## Material provided
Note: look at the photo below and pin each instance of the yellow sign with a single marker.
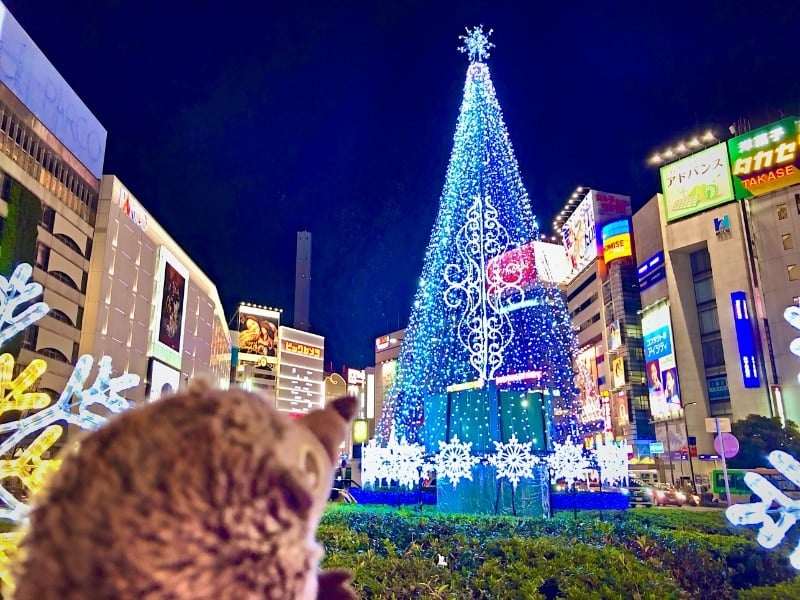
(304, 349)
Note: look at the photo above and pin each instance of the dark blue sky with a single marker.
(239, 123)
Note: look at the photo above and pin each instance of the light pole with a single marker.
(689, 446)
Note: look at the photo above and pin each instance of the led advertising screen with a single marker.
(170, 309)
(164, 380)
(258, 336)
(614, 336)
(580, 237)
(512, 270)
(618, 372)
(616, 238)
(745, 340)
(765, 159)
(660, 366)
(696, 183)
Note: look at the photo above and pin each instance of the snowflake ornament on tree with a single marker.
(513, 460)
(454, 461)
(568, 461)
(612, 461)
(404, 462)
(772, 532)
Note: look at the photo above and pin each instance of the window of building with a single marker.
(713, 355)
(709, 320)
(704, 290)
(701, 262)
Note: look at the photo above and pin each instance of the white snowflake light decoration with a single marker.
(772, 532)
(454, 461)
(568, 461)
(403, 462)
(476, 43)
(373, 462)
(612, 461)
(513, 460)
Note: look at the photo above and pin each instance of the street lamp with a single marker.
(688, 445)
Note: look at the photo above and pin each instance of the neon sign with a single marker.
(305, 350)
(133, 209)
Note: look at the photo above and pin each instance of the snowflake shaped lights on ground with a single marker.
(476, 43)
(14, 292)
(568, 461)
(454, 461)
(772, 532)
(404, 462)
(72, 406)
(373, 461)
(513, 460)
(612, 461)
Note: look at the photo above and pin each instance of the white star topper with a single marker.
(476, 43)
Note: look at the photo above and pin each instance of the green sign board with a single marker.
(766, 159)
(696, 183)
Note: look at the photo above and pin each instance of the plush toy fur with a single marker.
(206, 494)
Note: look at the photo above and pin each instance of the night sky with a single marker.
(238, 124)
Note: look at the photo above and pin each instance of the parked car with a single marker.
(641, 494)
(664, 495)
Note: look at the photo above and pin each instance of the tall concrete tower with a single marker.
(302, 281)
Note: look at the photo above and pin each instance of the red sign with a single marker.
(513, 269)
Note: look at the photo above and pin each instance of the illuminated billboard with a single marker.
(765, 159)
(614, 336)
(580, 237)
(659, 355)
(616, 238)
(169, 300)
(164, 380)
(35, 81)
(696, 183)
(618, 372)
(258, 336)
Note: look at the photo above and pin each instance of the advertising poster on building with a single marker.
(580, 237)
(258, 336)
(766, 159)
(169, 309)
(614, 336)
(164, 380)
(618, 372)
(696, 183)
(616, 239)
(660, 366)
(173, 299)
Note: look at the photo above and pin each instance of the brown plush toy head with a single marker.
(204, 494)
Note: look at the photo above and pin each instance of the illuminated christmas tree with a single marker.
(488, 351)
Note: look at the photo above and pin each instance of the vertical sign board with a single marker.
(661, 368)
(745, 340)
(766, 159)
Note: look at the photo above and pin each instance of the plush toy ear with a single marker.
(330, 424)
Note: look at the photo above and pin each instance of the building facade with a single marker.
(51, 170)
(149, 306)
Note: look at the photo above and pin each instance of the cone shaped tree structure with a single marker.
(481, 314)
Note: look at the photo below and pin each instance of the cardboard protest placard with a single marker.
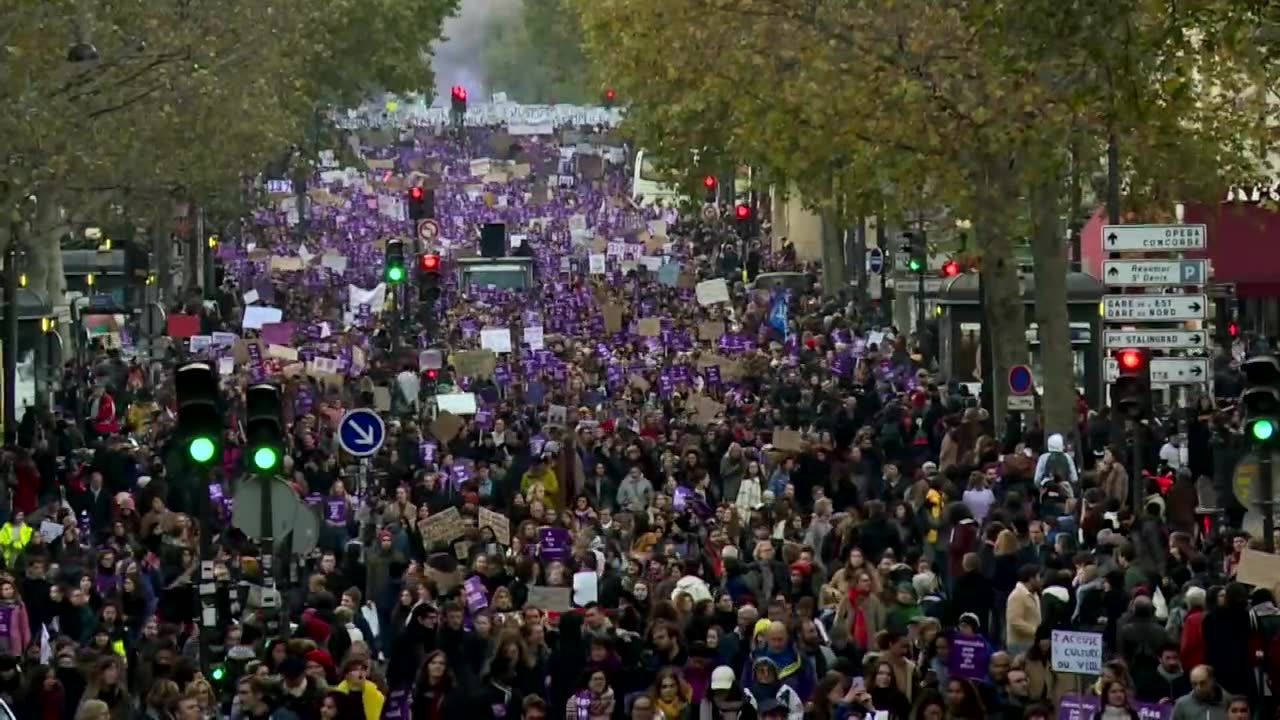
(553, 600)
(478, 364)
(444, 527)
(498, 523)
(612, 318)
(787, 441)
(1258, 569)
(446, 427)
(287, 264)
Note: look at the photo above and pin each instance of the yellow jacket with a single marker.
(551, 483)
(12, 545)
(370, 697)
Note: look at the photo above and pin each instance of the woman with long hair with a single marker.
(435, 693)
(594, 701)
(963, 701)
(44, 698)
(670, 693)
(886, 695)
(106, 683)
(14, 625)
(1115, 702)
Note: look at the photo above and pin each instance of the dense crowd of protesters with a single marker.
(805, 527)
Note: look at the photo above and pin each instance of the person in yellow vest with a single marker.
(14, 537)
(355, 682)
(542, 473)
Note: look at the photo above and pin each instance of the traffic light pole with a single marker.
(1267, 501)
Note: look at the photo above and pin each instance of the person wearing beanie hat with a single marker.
(356, 683)
(301, 693)
(320, 666)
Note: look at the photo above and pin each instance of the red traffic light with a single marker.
(1129, 360)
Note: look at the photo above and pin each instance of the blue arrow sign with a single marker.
(876, 260)
(361, 432)
(1020, 379)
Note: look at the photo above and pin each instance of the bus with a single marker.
(648, 187)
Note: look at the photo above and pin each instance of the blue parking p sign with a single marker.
(361, 432)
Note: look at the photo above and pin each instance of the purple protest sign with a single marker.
(460, 473)
(396, 706)
(553, 543)
(336, 510)
(968, 657)
(1084, 707)
(478, 598)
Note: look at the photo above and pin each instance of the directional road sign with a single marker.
(361, 432)
(1179, 370)
(1155, 308)
(1153, 238)
(1155, 272)
(874, 260)
(1020, 379)
(1166, 340)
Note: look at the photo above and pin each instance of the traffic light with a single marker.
(917, 250)
(264, 428)
(1261, 397)
(1130, 393)
(200, 423)
(394, 263)
(428, 277)
(421, 204)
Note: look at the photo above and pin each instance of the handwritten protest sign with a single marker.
(444, 527)
(498, 523)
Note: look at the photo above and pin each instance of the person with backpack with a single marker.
(1056, 464)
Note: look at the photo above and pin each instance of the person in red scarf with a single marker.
(860, 615)
(105, 422)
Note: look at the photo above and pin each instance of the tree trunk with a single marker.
(832, 253)
(1048, 250)
(1004, 311)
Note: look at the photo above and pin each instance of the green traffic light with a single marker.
(266, 458)
(1262, 431)
(201, 449)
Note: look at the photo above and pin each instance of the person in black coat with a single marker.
(437, 695)
(1225, 650)
(972, 593)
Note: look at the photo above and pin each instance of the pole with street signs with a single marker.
(1156, 309)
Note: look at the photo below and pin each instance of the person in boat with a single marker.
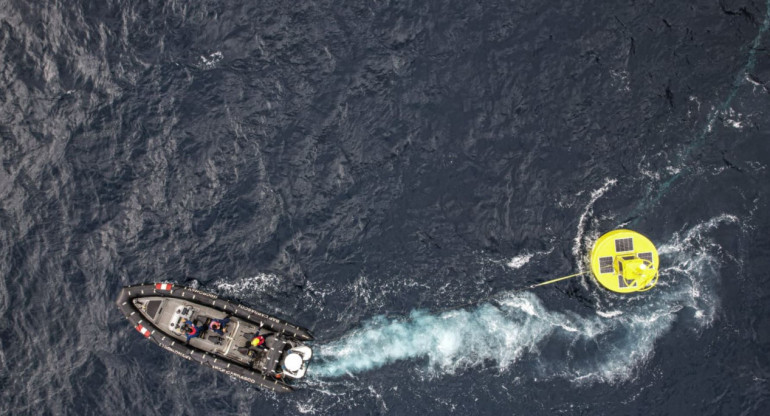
(219, 325)
(190, 329)
(257, 341)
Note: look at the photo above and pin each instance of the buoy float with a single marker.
(625, 261)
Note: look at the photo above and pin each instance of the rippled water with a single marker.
(388, 174)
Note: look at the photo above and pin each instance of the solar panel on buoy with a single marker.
(625, 261)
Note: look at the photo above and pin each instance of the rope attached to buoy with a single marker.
(548, 282)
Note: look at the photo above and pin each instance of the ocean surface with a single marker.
(388, 174)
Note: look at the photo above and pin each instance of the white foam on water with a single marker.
(519, 261)
(606, 347)
(595, 195)
(244, 287)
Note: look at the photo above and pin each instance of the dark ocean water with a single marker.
(387, 174)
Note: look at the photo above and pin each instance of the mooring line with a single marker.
(700, 139)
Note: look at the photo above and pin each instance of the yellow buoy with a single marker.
(625, 261)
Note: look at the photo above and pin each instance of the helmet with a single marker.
(257, 341)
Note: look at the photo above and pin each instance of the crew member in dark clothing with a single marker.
(219, 325)
(190, 329)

## Exercise description
Make an exact copy of the lines of the records from the line containing "trunk with a single marker." through the final line, both ends included, but not of the pictures.

## Response for this exercise
Note: look at the photo above and pin each instance of the tree trunk with a single marker.
(832, 253)
(1048, 250)
(1004, 311)
Note: look at the photo above and pin each instance of the green traffic light with a single marker.
(266, 458)
(1262, 431)
(201, 449)
Note: look at the photo above and pin each instance of the person in black coat with a single marker.
(437, 695)
(1225, 650)
(972, 593)
Note: look at the photo above and pin each instance of the pole with street signs with a single marker.
(1156, 309)
Note: look at the photo below and pin each instance of the person in boat with a single marker.
(219, 325)
(190, 329)
(257, 341)
Note: look at the photo above and pin each instance of the buoy float with a single marker.
(625, 261)
Note: look at the photo above and pin each instance of the rippled water with a single marker.
(388, 174)
Note: look at the photo above and pin each instance of the solar panel on buoy with a single marker.
(625, 261)
Note: look at the photo above and pin each instance of the rope attached to buoy with a single marker.
(548, 282)
Note: look at the photo above and pin each instance of the ocean surface with a single marker.
(388, 174)
Note: look at the photo above and pin each instance of the white foam on water with a single marker.
(519, 261)
(606, 347)
(595, 195)
(244, 287)
Note: look at the photo above and pin each instance of the dark ocean water with a single marker.
(387, 174)
Note: look at the photo above and pin each instance of the mooring line with a single marker.
(700, 139)
Note: look at the photo above and pin each instance of the yellow buoy with a single marker.
(625, 261)
Note: look at the photo above and pin each instance of the helmet with a single marker.
(257, 341)
Note: look at the photo above and pin each instance of the crew member in dark clothing with a single marker.
(219, 325)
(190, 329)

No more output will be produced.